>> Begin Extracted material

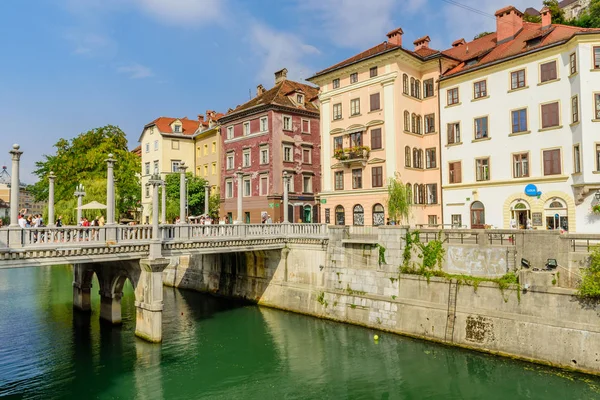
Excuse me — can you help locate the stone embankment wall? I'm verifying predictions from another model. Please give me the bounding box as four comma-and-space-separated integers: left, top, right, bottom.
164, 231, 600, 374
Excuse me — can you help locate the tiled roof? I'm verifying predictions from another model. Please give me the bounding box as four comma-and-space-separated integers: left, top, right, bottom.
144, 117, 200, 136
442, 22, 600, 77
226, 79, 319, 117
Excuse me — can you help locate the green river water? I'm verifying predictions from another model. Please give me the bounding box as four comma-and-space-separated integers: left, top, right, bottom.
0, 266, 600, 399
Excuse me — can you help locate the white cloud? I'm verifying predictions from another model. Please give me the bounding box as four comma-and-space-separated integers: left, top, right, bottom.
250, 23, 320, 83
117, 63, 154, 79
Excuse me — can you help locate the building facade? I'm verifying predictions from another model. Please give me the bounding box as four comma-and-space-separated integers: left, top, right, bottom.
309, 29, 443, 226
219, 69, 321, 223
440, 6, 600, 232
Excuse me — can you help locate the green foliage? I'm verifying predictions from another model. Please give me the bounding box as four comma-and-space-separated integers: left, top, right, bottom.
30, 125, 141, 224
577, 246, 600, 300
387, 178, 412, 223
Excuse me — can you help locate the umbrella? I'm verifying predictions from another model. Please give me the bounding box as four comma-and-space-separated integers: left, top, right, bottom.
75, 201, 106, 210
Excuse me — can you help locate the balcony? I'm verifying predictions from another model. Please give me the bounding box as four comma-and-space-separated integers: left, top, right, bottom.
333, 146, 371, 167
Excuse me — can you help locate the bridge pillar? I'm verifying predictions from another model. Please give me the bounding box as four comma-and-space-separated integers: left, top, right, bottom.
135, 258, 169, 343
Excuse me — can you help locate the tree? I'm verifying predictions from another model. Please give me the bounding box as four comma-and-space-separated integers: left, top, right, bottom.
30, 125, 141, 224
387, 178, 412, 223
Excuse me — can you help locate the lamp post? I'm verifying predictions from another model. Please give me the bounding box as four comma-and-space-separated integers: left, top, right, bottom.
48, 171, 56, 228
283, 171, 292, 223
74, 183, 85, 224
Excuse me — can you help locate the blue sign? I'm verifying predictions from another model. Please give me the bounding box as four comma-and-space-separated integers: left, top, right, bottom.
525, 183, 542, 197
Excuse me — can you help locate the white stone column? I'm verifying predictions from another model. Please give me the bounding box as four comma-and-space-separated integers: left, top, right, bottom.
9, 144, 23, 228
179, 161, 187, 224
105, 154, 117, 225
204, 183, 210, 215
46, 171, 56, 228
235, 168, 244, 224
283, 171, 292, 223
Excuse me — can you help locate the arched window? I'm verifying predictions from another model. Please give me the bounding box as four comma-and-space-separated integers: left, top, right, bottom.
352, 204, 365, 226
373, 203, 385, 226
335, 206, 346, 225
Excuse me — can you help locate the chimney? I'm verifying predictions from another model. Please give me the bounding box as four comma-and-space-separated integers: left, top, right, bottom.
413, 36, 431, 51
387, 28, 404, 46
495, 6, 523, 44
275, 68, 287, 85
540, 7, 552, 29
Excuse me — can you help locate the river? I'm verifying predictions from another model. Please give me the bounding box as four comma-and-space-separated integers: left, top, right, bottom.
0, 266, 600, 399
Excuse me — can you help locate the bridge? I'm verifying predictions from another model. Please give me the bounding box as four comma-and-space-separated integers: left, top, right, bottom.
0, 223, 328, 342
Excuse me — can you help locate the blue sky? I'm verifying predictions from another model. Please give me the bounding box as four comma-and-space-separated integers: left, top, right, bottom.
0, 0, 541, 183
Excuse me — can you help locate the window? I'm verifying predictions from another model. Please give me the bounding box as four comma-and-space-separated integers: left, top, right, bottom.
425, 114, 435, 133
511, 108, 527, 133
542, 102, 560, 128
543, 149, 561, 175
260, 147, 269, 165
302, 149, 312, 164
510, 69, 525, 90
423, 78, 435, 98
571, 96, 579, 124
333, 103, 342, 119
446, 88, 458, 106
513, 153, 529, 178
260, 175, 269, 196
283, 115, 292, 131
369, 93, 381, 111
569, 53, 577, 75
573, 144, 580, 174
260, 117, 269, 132
350, 99, 360, 115
225, 179, 233, 199
371, 128, 383, 150
448, 122, 460, 144
302, 119, 310, 133
334, 171, 344, 190
448, 161, 462, 183
333, 136, 344, 151
302, 176, 312, 193
540, 61, 556, 82
352, 169, 362, 189
425, 148, 437, 169
475, 117, 488, 139
371, 167, 383, 187
473, 81, 487, 99
475, 158, 490, 181
425, 183, 437, 204
283, 146, 294, 162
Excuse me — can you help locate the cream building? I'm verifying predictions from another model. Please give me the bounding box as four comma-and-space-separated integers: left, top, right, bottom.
440, 6, 600, 232
309, 29, 445, 225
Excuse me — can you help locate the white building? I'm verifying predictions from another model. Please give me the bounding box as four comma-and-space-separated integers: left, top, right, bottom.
439, 6, 600, 232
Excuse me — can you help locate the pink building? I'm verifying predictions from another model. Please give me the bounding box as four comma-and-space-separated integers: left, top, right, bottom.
219, 69, 321, 223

>> End Extracted material

# Objective
Give the data above as a Markdown table with the columns "No." and "Entry": number each line in order and put its text beside it, skipping blank lines. Leave the pictures out of the table.

# Result below
| No. | Entry |
|---|---|
| 1 | Excuse me — can you help locate the stone embankment wall? I'm verifying predictions from another model. Please give me the bounding box as four comma-and-space-separated integers: left, top, right, bottom. |
| 2 | 164, 231, 600, 374 |
| 3 | Excuse me — can you help locate the tiled roof? I'm verifying predictions from another model. Please give me the bounding box as four comma-and-space-separated integers: left, top, right, bottom. |
| 4 | 144, 117, 200, 136 |
| 5 | 442, 22, 600, 77 |
| 6 | 226, 79, 319, 117 |
| 7 | Excuse me — can you help locate the green river water? I'm verifying predictions from another model. Please give me the bounding box as four comma-and-space-separated integers: left, top, right, bottom. |
| 8 | 0, 266, 600, 399 |
| 9 | Excuse me — can you help locate the white cloud? I'm verifying predictions from another model. Please give me the bounding box as four comma-and-space-separated integers: left, top, right, bottom. |
| 10 | 250, 23, 320, 83 |
| 11 | 117, 63, 154, 79 |
| 12 | Excuse me — can you help locate the building facade? I'm verifying predictions from another model. Please give me the bounding box as four comma-and-space-separated integers: left, top, right, bottom. |
| 13 | 309, 29, 443, 226 |
| 14 | 219, 69, 321, 223 |
| 15 | 440, 6, 600, 232 |
| 16 | Excuse me — can you help locate the green foliage? I'm verifying predictions from another model. Please give me the bounding box as four comma-and-space-separated integers: left, top, right, bottom. |
| 17 | 30, 125, 141, 224 |
| 18 | 577, 246, 600, 300 |
| 19 | 387, 178, 412, 223 |
| 20 | Excuse me — can you help locate the umbrella? I'm verifying predictions from another model. Please give me the bounding box as four comma-and-space-separated integers: left, top, right, bottom. |
| 21 | 75, 201, 106, 210 |
| 22 | Excuse me — can you help locate the balcony? I'm verifying predictions from another model. Please give me the bounding box as four comma-and-space-separated integers: left, top, right, bottom. |
| 23 | 333, 146, 371, 167 |
| 24 | Excuse me — can you help locate the bridge pillar? I'm verifying predictions from another model. Please give me the bounding box as four comma-and-space-separated integers: left, top, right, bottom. |
| 25 | 135, 258, 169, 343 |
| 26 | Excuse me — can you help locate the tree? I'm verifying predictions from another model. Please give me the bounding box as four comma-and-space-separated integers: left, top, right, bottom. |
| 27 | 30, 125, 141, 224 |
| 28 | 387, 178, 412, 223 |
| 29 | Excuse me — can you help locate the lamp post? I'm verifying predictions from another model. Please give me the bounding box as four comma-and-space-separated integers: left, top, right, bottom. |
| 30 | 48, 171, 56, 228 |
| 31 | 283, 171, 292, 223 |
| 32 | 74, 183, 85, 224 |
| 33 | Excuse me — can you help locate the blue sign? I'm verifying predictions from another model. Please give me the bounding box as four comma-and-space-separated integers: left, top, right, bottom. |
| 34 | 525, 183, 542, 197 |
| 35 | Excuse me — can you help locate the white stone column? I'm verifying predictions from another model. Please give me the bounding box as four comma-and-space-separated integers: left, top, right, bottom. |
| 36 | 9, 144, 23, 228 |
| 37 | 179, 161, 187, 224 |
| 38 | 105, 154, 117, 225 |
| 39 | 204, 183, 210, 215 |
| 40 | 46, 171, 56, 228 |
| 41 | 235, 168, 244, 224 |
| 42 | 283, 171, 292, 223 |
| 43 | Excuse me — can you help locate the arched window? I'm verifying predictions from another model. Please give me the bounding box as four comma-and-space-separated integers: left, top, right, bottom. |
| 44 | 352, 204, 365, 226 |
| 45 | 373, 203, 385, 226 |
| 46 | 335, 206, 346, 225 |
| 47 | Excuse me — can you help locate the chimney? I'm verifying predictions from another model. Please give me the bounding box as four comma-and-space-separated integers: left, top, right, bottom. |
| 48 | 413, 36, 431, 51 |
| 49 | 387, 28, 404, 46 |
| 50 | 495, 6, 523, 44 |
| 51 | 275, 68, 287, 85 |
| 52 | 540, 7, 552, 29 |
| 53 | Excuse me — can you help locate the river? I'm verifying predictions from another model. Please give me the bounding box as four comma-and-space-separated integers: left, top, right, bottom. |
| 54 | 0, 266, 600, 399 |
| 55 | Excuse me — can you help locate the bridge? I'm verifying predictions from another model. Please give me the bounding box as four comma-and-space-separated integers: left, top, right, bottom. |
| 56 | 0, 223, 328, 342 |
| 57 | Excuse me — can you help locate the blue sky? I'm verifying predictions from another model. Please give me the bounding box as four comma-and-space-separated integers: left, top, right, bottom. |
| 58 | 0, 0, 541, 183 |
| 59 | Excuse me — can you help locate the window? I'm verifying predictions from another model. Please give me the bounding box as four comma-and-space-separated integers: left, top, right, bottom. |
| 60 | 425, 114, 435, 133 |
| 61 | 511, 108, 527, 133 |
| 62 | 542, 102, 560, 128 |
| 63 | 543, 149, 561, 175 |
| 64 | 260, 147, 269, 165 |
| 65 | 302, 149, 312, 164 |
| 66 | 510, 69, 525, 90 |
| 67 | 423, 78, 435, 98 |
| 68 | 571, 96, 579, 124 |
| 69 | 333, 103, 342, 119 |
| 70 | 446, 88, 458, 106 |
| 71 | 513, 153, 529, 178 |
| 72 | 260, 175, 269, 196 |
| 73 | 283, 115, 292, 131 |
| 74 | 369, 93, 381, 111 |
| 75 | 569, 53, 577, 75 |
| 76 | 573, 144, 580, 174 |
| 77 | 260, 117, 269, 132 |
| 78 | 350, 99, 360, 115 |
| 79 | 225, 179, 233, 199 |
| 80 | 371, 128, 383, 150 |
| 81 | 448, 122, 460, 144 |
| 82 | 302, 119, 310, 133 |
| 83 | 334, 171, 344, 190 |
| 84 | 448, 161, 462, 183 |
| 85 | 333, 136, 344, 151 |
| 86 | 302, 176, 312, 193 |
| 87 | 540, 61, 556, 82 |
| 88 | 352, 169, 362, 189 |
| 89 | 425, 148, 437, 169 |
| 90 | 475, 117, 488, 139 |
| 91 | 371, 167, 383, 187 |
| 92 | 473, 81, 487, 99 |
| 93 | 475, 158, 490, 181 |
| 94 | 425, 183, 437, 204 |
| 95 | 283, 146, 294, 162 |
| 96 | Excuse me — can you help locate the cream building? I'm verifying predictions from another model. Please give me the bounding box as four comma-and-space-separated integers: left, top, right, bottom. |
| 97 | 440, 6, 600, 232 |
| 98 | 309, 29, 445, 225 |
| 99 | Excuse me — can you help locate the white building? I'm verifying predictions from another model. Please give me the bounding box as four comma-and-space-separated integers: left, top, right, bottom. |
| 100 | 439, 6, 600, 232 |
| 101 | Excuse me — can you help locate the pink building? I'm verifying predictions from another model. Please give me the bounding box as four comma-and-space-separated integers: left, top, right, bottom. |
| 102 | 219, 69, 321, 223 |